TASK DESCRIPTION:
Pull out each line in the items below that contains the word "turbine", counting only matches with the same upper and lower case.

DATA FOR THIS EXERCISE:
■ ■ ■ ■ ■ ■ ■

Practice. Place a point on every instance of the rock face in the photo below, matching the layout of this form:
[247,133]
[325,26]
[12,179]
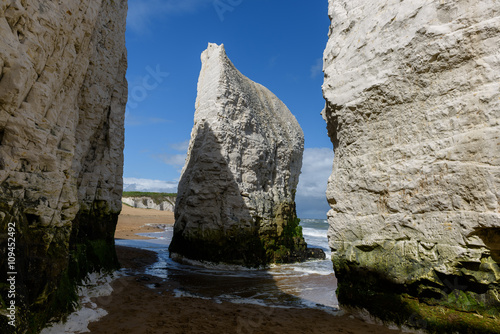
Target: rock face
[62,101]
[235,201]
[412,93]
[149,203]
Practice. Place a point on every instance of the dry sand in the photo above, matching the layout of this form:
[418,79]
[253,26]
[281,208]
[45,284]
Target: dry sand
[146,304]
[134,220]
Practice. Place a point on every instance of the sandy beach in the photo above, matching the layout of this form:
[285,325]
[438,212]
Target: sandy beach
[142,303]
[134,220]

■ ■ ■ ■ ■ ■ ■

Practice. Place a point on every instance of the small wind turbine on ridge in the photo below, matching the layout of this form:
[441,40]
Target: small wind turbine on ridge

■ ■ ■ ■ ■ ■ ■

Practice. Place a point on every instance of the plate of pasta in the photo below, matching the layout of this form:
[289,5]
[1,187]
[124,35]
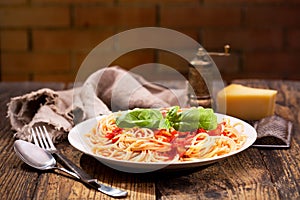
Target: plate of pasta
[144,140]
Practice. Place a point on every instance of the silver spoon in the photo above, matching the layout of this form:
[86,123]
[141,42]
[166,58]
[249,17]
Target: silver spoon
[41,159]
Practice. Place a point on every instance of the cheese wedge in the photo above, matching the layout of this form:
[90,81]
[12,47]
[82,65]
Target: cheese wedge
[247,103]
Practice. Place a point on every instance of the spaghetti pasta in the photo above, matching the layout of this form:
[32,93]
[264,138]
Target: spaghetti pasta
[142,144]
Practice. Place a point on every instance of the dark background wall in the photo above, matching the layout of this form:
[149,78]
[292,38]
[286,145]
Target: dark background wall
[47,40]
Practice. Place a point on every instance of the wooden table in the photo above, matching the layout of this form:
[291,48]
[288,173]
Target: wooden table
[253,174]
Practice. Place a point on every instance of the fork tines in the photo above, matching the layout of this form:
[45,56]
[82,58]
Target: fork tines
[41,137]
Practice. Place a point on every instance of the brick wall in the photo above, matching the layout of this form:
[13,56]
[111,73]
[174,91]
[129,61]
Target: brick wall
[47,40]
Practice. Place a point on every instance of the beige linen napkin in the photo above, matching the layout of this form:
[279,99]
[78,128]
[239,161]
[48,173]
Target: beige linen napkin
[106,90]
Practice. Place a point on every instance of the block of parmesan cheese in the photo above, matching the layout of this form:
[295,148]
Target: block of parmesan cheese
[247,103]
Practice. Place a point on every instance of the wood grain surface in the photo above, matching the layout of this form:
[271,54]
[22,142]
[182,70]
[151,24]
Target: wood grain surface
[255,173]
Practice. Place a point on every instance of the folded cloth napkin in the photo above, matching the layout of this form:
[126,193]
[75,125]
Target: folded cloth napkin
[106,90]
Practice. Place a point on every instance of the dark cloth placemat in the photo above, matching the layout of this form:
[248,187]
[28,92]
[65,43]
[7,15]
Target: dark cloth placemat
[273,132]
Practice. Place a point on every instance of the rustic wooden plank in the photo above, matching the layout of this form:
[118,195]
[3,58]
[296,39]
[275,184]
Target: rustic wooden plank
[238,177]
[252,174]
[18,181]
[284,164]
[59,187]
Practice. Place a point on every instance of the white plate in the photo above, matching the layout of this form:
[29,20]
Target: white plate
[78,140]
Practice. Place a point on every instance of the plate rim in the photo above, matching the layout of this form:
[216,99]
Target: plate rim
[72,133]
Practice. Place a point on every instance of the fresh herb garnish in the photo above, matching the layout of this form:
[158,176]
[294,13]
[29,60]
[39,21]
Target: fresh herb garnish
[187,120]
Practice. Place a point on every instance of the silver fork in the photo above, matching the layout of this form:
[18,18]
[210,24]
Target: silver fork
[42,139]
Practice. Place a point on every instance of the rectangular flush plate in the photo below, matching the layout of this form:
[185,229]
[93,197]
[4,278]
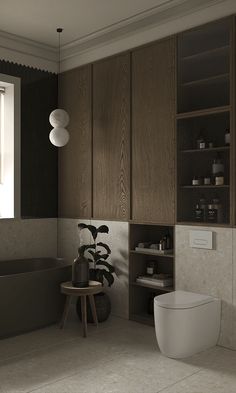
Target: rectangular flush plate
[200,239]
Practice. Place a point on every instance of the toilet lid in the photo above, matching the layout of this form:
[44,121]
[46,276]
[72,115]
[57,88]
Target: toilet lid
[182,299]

■ ■ ■ ■ ■ ■ ■

REPLY TO THE TASK:
Practice. Place a point on every instance of the small wind turbine on ridge in the photo below, matching the layout of this form:
Target: small wind turbine on ridge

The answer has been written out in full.